Required work: In the records that follow, locate every line with "below" and extract it.

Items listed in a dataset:
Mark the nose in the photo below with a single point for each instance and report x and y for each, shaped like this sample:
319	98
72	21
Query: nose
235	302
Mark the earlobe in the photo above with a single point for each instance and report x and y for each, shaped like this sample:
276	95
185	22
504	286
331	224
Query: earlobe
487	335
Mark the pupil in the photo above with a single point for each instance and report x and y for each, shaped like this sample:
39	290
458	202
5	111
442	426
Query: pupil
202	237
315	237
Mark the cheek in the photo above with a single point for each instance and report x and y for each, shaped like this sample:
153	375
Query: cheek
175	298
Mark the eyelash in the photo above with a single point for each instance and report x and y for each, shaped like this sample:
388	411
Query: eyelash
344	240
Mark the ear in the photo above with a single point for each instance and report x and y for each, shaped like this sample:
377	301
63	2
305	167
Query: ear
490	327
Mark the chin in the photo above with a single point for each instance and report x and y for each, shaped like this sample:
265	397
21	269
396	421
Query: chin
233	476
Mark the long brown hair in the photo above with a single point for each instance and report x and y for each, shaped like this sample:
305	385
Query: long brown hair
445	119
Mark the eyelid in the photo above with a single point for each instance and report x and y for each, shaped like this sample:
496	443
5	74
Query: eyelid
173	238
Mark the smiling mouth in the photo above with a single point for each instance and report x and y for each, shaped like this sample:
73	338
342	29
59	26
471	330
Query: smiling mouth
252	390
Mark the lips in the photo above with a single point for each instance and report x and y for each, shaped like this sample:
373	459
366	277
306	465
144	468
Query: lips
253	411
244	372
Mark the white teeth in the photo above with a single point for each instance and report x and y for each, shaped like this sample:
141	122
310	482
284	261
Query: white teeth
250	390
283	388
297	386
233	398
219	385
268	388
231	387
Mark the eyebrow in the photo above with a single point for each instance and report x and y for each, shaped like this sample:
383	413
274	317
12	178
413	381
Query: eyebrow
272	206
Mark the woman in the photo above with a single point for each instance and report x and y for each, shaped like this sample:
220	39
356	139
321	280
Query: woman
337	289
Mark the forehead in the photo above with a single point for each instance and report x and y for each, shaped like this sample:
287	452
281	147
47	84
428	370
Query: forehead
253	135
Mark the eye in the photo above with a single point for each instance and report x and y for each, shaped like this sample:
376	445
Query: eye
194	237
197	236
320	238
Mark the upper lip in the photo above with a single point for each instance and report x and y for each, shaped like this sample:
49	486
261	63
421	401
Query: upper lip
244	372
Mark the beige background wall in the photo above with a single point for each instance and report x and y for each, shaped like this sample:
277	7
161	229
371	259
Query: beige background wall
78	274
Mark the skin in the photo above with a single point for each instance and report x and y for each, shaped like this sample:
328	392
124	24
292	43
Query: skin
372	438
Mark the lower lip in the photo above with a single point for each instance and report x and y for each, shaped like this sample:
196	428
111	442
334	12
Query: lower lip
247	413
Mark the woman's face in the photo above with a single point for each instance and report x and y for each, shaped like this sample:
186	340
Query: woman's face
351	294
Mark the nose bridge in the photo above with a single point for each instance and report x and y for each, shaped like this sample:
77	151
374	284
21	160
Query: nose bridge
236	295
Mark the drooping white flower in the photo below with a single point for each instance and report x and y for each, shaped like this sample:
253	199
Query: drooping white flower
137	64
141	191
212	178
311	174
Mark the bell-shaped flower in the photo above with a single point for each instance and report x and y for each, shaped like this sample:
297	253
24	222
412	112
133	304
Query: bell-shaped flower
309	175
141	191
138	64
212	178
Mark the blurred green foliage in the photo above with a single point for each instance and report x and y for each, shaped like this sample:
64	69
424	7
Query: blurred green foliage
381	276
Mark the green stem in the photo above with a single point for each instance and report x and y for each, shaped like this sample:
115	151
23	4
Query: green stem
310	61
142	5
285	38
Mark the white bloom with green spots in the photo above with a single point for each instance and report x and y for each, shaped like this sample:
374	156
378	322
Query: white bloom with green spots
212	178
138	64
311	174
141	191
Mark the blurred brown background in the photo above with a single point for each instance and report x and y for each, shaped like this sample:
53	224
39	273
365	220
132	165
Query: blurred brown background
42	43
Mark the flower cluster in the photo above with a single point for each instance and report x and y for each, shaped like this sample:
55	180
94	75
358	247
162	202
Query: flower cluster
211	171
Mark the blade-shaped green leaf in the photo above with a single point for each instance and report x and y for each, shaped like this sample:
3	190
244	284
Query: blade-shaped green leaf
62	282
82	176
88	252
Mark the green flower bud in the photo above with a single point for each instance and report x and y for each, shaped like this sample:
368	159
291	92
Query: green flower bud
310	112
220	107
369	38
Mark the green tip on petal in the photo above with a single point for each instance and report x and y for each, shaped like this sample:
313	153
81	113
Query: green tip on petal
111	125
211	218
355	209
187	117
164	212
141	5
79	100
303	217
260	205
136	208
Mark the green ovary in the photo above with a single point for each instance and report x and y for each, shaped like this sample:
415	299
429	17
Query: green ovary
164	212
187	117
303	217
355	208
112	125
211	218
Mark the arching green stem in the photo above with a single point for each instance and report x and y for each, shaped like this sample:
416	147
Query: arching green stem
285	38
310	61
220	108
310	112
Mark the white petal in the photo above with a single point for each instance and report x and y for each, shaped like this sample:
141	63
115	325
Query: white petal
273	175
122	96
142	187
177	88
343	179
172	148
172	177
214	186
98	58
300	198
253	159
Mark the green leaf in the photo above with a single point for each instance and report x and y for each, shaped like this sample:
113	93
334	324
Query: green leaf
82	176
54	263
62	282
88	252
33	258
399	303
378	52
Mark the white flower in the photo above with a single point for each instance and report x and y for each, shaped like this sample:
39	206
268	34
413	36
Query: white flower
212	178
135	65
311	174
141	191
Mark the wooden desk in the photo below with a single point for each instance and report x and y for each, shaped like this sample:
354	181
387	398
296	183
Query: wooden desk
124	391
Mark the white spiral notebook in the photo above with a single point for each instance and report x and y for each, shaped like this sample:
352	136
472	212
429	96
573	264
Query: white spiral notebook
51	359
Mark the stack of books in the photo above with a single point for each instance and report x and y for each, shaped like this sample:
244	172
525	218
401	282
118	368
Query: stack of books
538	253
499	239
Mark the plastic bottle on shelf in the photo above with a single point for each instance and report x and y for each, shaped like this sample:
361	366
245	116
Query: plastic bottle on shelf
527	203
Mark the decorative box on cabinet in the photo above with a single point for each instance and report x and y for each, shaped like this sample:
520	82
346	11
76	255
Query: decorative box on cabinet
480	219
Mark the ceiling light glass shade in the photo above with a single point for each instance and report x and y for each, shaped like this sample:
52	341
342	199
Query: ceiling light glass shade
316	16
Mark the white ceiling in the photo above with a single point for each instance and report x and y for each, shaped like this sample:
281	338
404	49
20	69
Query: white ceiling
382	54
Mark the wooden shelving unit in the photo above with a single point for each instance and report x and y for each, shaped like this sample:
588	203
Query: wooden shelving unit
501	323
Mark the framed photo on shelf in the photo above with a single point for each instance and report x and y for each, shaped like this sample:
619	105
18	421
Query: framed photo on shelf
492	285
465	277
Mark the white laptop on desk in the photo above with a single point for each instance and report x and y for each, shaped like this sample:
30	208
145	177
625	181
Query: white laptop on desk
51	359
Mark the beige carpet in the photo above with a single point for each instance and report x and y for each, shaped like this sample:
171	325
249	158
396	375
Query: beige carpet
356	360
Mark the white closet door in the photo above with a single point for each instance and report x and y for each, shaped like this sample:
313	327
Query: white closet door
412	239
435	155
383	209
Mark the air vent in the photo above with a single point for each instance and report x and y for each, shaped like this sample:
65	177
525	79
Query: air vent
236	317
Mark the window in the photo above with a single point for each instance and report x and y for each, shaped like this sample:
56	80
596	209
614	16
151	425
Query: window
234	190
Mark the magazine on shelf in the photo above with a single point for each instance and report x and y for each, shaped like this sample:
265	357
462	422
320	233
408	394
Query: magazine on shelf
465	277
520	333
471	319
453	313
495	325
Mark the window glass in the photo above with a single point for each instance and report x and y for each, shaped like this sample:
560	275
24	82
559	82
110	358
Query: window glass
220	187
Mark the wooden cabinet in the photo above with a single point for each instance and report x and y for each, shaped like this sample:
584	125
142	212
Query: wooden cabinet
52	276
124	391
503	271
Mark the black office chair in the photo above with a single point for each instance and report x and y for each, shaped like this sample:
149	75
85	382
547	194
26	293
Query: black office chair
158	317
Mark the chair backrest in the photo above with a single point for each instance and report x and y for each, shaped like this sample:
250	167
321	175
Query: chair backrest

Worked solution:
Mark the nose in the photo below with a single point for each instance and report x and y for each, shaped like this sample:
Mark the drooping white flower in the photo below with a single point for each instance and report x and y for each, shaped like this sample:
Mark the wooden desk in the photo below with a single point for each instance and report x and y for each, shaped like this sample:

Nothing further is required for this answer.